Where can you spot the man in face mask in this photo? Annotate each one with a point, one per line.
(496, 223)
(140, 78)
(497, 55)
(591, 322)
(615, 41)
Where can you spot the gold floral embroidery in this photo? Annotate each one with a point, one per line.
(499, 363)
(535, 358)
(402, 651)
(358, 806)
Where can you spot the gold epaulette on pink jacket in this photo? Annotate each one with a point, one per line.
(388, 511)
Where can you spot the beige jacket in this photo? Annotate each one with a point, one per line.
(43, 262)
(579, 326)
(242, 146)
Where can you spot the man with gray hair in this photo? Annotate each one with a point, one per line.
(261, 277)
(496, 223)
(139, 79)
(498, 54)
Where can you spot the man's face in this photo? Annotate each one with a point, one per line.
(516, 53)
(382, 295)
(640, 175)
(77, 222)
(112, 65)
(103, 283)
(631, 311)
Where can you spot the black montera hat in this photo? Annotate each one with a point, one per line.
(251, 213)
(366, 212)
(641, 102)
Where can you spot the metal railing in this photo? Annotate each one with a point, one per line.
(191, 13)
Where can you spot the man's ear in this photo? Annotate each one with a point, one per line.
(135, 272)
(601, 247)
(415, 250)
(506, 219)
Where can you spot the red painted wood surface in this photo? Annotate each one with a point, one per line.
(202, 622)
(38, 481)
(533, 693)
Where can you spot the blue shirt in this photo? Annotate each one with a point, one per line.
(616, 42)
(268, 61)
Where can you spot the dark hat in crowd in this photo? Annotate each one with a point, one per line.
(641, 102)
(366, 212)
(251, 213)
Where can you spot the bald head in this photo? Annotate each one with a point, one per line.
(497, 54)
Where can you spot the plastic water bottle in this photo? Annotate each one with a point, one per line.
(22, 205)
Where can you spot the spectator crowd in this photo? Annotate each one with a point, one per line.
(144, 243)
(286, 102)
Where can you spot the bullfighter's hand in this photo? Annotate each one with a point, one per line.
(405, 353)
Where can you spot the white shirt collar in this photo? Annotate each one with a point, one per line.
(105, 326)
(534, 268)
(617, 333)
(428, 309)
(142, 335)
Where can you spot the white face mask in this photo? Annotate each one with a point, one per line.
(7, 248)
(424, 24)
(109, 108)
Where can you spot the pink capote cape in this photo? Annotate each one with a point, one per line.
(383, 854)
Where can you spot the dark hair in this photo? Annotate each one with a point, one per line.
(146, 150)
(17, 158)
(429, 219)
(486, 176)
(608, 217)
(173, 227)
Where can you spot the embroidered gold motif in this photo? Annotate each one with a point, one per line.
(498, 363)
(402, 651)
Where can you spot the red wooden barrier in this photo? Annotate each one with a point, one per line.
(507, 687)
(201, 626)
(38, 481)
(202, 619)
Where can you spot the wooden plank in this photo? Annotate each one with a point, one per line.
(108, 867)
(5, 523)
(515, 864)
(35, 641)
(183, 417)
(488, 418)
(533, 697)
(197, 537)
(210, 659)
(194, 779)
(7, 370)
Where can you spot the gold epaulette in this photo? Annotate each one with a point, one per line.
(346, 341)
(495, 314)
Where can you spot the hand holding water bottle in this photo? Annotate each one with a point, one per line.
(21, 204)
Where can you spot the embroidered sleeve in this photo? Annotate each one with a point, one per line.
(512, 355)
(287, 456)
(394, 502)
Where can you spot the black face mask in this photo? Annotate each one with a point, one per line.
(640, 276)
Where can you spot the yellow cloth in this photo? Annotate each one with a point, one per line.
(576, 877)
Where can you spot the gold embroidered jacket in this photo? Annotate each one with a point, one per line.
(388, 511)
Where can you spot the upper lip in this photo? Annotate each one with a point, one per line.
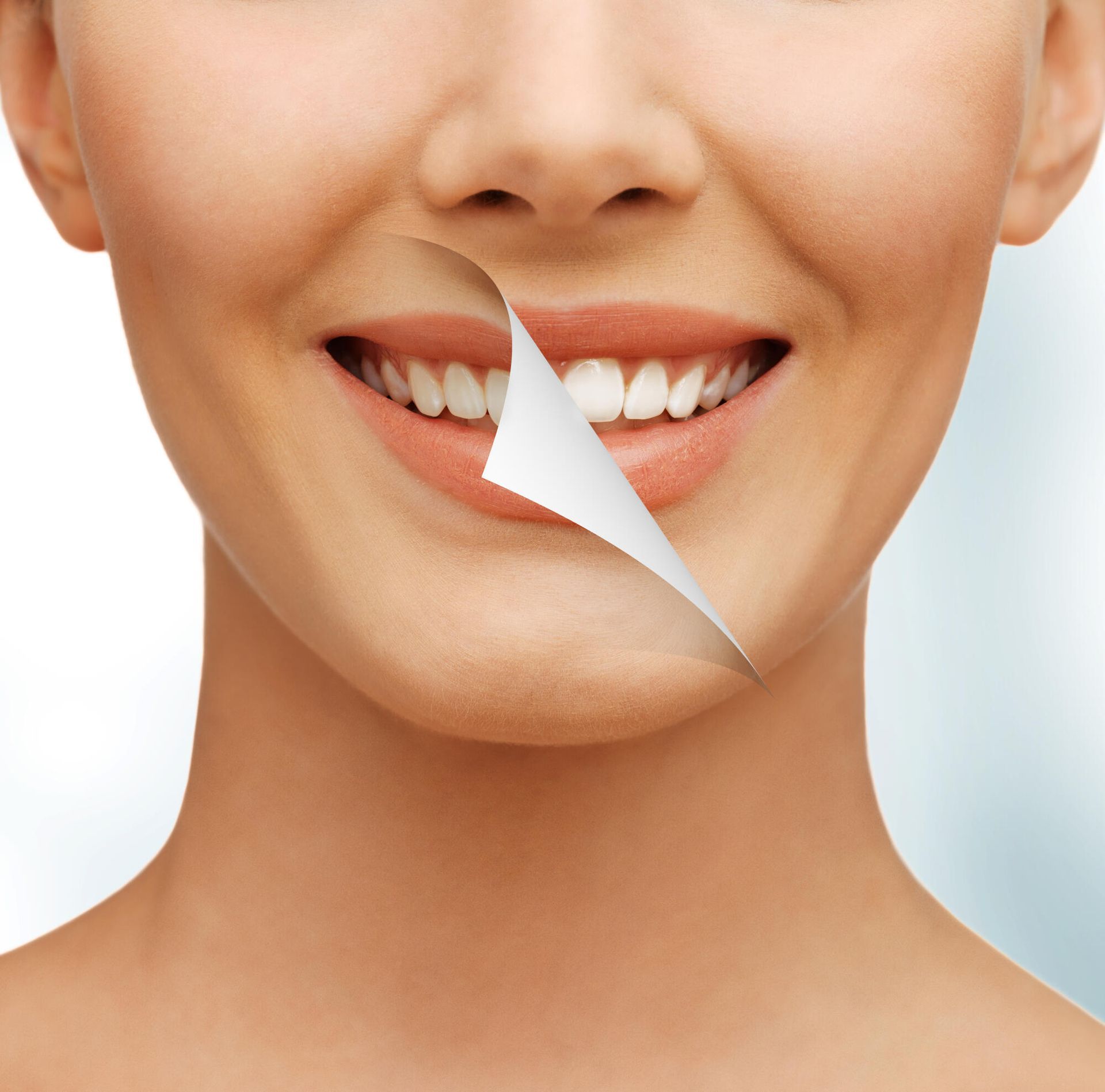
(629, 329)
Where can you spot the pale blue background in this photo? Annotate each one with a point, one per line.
(987, 642)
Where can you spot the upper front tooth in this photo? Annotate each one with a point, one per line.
(396, 385)
(685, 391)
(740, 380)
(714, 390)
(496, 390)
(426, 390)
(463, 395)
(648, 392)
(597, 388)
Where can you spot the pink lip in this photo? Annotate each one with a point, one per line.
(663, 462)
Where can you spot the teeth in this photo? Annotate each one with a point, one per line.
(714, 391)
(683, 398)
(597, 388)
(596, 384)
(372, 375)
(426, 390)
(496, 390)
(396, 385)
(740, 380)
(648, 392)
(463, 395)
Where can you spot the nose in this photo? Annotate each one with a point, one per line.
(559, 121)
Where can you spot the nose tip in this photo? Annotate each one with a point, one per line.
(561, 163)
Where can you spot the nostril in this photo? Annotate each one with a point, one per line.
(635, 194)
(489, 199)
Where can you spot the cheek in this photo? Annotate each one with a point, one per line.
(215, 131)
(877, 139)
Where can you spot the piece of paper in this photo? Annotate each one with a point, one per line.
(547, 452)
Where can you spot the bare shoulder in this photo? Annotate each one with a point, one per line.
(56, 999)
(1012, 1033)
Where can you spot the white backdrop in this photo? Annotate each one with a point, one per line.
(987, 644)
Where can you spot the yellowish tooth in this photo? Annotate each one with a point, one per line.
(426, 390)
(683, 398)
(395, 384)
(740, 380)
(714, 391)
(463, 395)
(597, 387)
(496, 392)
(647, 396)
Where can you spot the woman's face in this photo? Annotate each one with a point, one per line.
(829, 175)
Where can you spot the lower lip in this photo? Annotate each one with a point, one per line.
(663, 463)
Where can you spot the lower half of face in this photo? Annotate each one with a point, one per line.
(753, 243)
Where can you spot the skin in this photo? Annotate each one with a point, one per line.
(390, 869)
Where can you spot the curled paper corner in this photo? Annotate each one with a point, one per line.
(547, 452)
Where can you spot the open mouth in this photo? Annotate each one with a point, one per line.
(671, 390)
(612, 394)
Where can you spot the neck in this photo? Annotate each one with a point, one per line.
(419, 883)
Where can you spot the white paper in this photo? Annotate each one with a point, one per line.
(547, 452)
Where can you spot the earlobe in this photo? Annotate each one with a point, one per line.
(1064, 123)
(37, 108)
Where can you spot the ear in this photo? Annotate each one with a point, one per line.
(1064, 120)
(37, 108)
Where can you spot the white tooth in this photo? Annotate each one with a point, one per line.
(648, 392)
(396, 385)
(597, 387)
(740, 380)
(712, 394)
(496, 392)
(372, 375)
(683, 396)
(463, 395)
(426, 390)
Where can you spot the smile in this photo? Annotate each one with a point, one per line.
(670, 390)
(611, 394)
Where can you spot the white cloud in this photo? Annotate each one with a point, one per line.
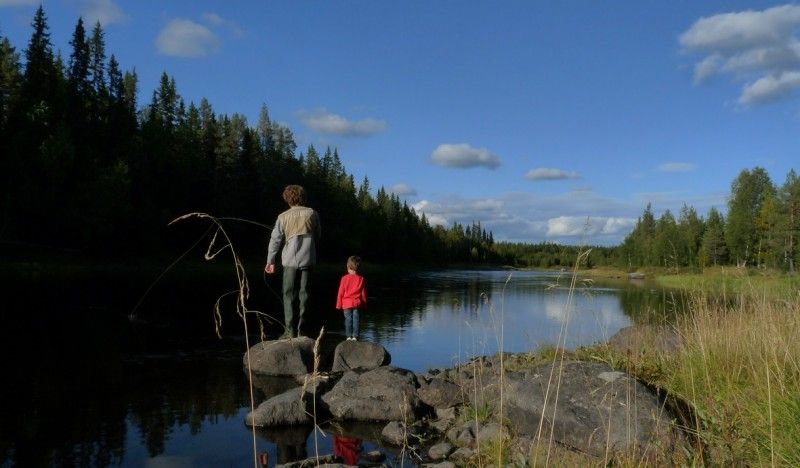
(463, 156)
(218, 21)
(525, 217)
(742, 30)
(19, 2)
(403, 190)
(759, 47)
(707, 67)
(543, 173)
(770, 88)
(329, 123)
(104, 11)
(588, 227)
(676, 167)
(185, 38)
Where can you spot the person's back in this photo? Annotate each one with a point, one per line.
(298, 231)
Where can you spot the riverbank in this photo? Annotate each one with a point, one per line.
(738, 370)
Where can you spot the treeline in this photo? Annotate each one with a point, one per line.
(760, 229)
(550, 255)
(86, 167)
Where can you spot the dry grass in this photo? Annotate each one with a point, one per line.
(740, 370)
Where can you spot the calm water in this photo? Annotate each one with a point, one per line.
(85, 385)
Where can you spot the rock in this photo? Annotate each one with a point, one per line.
(463, 435)
(327, 460)
(359, 355)
(439, 465)
(292, 407)
(383, 394)
(644, 339)
(282, 357)
(491, 432)
(271, 385)
(394, 433)
(446, 413)
(596, 409)
(374, 456)
(440, 451)
(440, 393)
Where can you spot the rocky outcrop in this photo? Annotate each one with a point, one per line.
(383, 394)
(359, 355)
(440, 393)
(589, 408)
(289, 357)
(289, 408)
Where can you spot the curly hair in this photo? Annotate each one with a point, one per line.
(294, 195)
(354, 262)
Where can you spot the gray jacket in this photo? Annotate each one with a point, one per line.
(298, 229)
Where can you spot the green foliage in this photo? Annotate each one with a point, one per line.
(92, 172)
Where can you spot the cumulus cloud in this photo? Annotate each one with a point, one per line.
(464, 156)
(543, 173)
(403, 190)
(104, 11)
(770, 88)
(573, 226)
(525, 217)
(676, 167)
(18, 2)
(218, 21)
(323, 121)
(759, 47)
(185, 38)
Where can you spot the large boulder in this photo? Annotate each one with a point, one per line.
(440, 393)
(590, 407)
(359, 355)
(383, 394)
(287, 357)
(289, 408)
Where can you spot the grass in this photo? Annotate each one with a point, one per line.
(730, 281)
(738, 372)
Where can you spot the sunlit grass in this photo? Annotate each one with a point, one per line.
(732, 281)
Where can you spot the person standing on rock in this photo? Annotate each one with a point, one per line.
(298, 231)
(352, 296)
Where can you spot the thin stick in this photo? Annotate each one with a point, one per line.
(241, 303)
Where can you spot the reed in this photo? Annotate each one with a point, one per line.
(739, 369)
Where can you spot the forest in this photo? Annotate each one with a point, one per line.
(90, 171)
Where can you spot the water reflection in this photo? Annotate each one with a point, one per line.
(87, 387)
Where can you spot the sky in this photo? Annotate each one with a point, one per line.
(544, 121)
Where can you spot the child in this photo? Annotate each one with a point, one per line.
(352, 297)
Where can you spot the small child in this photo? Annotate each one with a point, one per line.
(352, 297)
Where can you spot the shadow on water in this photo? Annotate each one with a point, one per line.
(85, 385)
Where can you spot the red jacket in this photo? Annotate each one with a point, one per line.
(352, 293)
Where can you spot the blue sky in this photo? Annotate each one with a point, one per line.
(545, 121)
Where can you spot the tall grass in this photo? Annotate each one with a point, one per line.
(740, 370)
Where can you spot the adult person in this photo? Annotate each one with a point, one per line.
(298, 231)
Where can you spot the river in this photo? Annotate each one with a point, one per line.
(103, 370)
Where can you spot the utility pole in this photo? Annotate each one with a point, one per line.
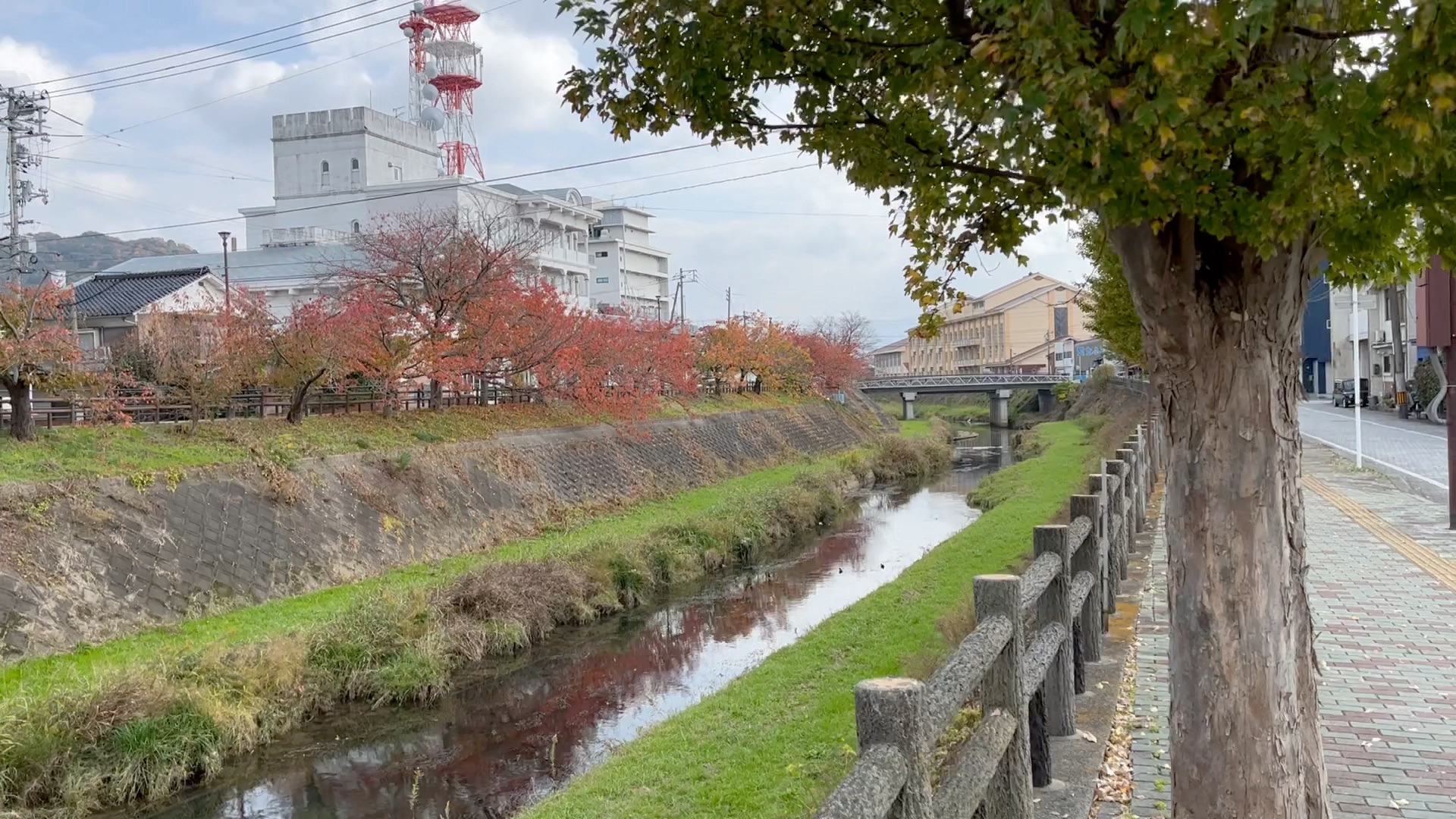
(228, 279)
(680, 295)
(1395, 308)
(1354, 343)
(24, 118)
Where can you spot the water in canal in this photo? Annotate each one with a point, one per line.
(500, 744)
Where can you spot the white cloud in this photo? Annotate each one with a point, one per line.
(520, 74)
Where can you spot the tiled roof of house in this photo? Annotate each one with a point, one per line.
(126, 293)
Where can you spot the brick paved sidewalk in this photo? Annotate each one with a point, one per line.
(1383, 595)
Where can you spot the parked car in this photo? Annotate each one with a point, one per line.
(1346, 392)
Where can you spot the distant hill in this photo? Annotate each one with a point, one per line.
(92, 251)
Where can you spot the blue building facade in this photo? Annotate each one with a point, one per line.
(1313, 344)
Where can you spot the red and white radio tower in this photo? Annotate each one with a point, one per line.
(444, 71)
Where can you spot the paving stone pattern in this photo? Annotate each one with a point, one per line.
(1388, 654)
(109, 558)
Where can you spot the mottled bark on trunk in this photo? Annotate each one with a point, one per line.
(1220, 330)
(22, 420)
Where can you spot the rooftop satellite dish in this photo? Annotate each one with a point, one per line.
(433, 118)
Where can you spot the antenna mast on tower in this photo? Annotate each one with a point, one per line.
(444, 71)
(24, 123)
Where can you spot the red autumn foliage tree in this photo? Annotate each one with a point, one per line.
(206, 356)
(755, 347)
(419, 279)
(36, 349)
(308, 350)
(839, 347)
(620, 366)
(723, 353)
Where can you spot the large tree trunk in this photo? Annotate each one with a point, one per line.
(300, 397)
(22, 422)
(1220, 330)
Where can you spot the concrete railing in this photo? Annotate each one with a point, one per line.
(1033, 639)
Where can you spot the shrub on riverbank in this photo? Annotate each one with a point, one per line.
(142, 717)
(775, 741)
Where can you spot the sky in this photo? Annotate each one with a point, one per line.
(791, 241)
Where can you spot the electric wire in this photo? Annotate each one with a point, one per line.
(206, 47)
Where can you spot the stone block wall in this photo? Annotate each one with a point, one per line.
(89, 561)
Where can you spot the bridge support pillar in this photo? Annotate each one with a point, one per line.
(1001, 409)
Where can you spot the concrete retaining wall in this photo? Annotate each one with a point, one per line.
(89, 561)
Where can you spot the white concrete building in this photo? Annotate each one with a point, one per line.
(1373, 331)
(338, 172)
(626, 270)
(889, 360)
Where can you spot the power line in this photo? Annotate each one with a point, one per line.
(688, 169)
(774, 212)
(721, 181)
(96, 88)
(249, 178)
(200, 47)
(471, 184)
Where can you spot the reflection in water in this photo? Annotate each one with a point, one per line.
(495, 746)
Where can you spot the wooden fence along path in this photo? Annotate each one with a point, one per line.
(1027, 676)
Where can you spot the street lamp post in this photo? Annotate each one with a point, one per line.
(228, 280)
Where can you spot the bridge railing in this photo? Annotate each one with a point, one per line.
(1034, 635)
(965, 379)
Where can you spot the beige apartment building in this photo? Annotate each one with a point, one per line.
(1011, 330)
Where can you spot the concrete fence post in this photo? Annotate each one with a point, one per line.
(1009, 792)
(1056, 607)
(1122, 510)
(892, 711)
(1103, 528)
(1138, 469)
(1090, 618)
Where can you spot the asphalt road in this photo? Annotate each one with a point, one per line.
(1414, 449)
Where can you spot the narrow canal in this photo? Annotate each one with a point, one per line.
(500, 744)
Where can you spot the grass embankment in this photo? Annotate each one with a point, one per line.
(104, 450)
(775, 741)
(136, 719)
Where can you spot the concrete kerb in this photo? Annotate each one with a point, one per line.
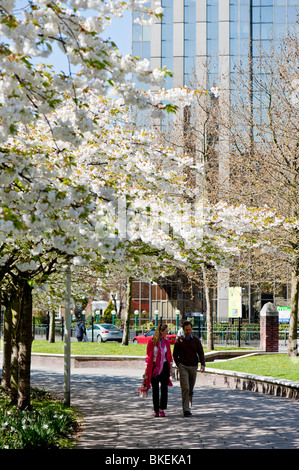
(212, 377)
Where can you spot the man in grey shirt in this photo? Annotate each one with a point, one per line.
(187, 353)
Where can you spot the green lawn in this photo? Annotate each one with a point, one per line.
(85, 349)
(275, 365)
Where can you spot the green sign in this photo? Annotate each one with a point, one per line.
(284, 314)
(235, 302)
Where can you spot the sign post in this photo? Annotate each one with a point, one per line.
(235, 302)
(67, 340)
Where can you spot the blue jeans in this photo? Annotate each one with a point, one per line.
(160, 402)
(188, 376)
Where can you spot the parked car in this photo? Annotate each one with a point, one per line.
(104, 332)
(144, 339)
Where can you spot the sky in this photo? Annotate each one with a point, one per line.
(119, 31)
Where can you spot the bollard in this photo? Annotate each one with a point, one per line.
(269, 328)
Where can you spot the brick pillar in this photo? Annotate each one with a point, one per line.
(269, 328)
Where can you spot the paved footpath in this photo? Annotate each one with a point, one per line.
(115, 418)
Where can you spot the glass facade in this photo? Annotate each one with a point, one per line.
(254, 26)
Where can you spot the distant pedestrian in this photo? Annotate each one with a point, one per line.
(80, 330)
(187, 353)
(158, 369)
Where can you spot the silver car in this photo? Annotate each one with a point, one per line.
(104, 332)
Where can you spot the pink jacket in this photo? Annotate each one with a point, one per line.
(150, 360)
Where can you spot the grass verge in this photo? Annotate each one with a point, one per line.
(273, 365)
(48, 425)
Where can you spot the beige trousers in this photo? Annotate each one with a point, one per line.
(187, 381)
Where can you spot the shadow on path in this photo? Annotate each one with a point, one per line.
(115, 418)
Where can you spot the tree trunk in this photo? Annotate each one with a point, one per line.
(7, 348)
(15, 305)
(210, 333)
(52, 327)
(126, 333)
(25, 348)
(293, 341)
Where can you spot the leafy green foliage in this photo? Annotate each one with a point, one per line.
(48, 425)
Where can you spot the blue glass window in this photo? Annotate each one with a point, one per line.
(146, 49)
(136, 34)
(212, 47)
(190, 48)
(212, 31)
(292, 14)
(256, 15)
(280, 14)
(167, 16)
(244, 13)
(212, 13)
(146, 33)
(166, 48)
(267, 31)
(266, 14)
(167, 32)
(167, 3)
(190, 14)
(190, 31)
(136, 49)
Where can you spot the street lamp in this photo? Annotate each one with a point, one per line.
(113, 313)
(156, 313)
(92, 320)
(177, 312)
(136, 312)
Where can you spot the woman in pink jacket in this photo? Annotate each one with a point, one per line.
(158, 370)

──────────────────────────────

* WHAT THE TASK REQUIRES: Lines from the one holding "Where can you spot the street lamp in" to the end of the listing above are the only ones to transcribe. Keep each exactly as written.

* ANSWER BOX:
Where can you spot the street lamp in this photo? Annotate each one with a point, one per line.
(113, 313)
(156, 313)
(92, 320)
(177, 312)
(136, 312)
Where can you spot the woman in pink jacket in this photo? Annotate each one with a point, one per line.
(158, 370)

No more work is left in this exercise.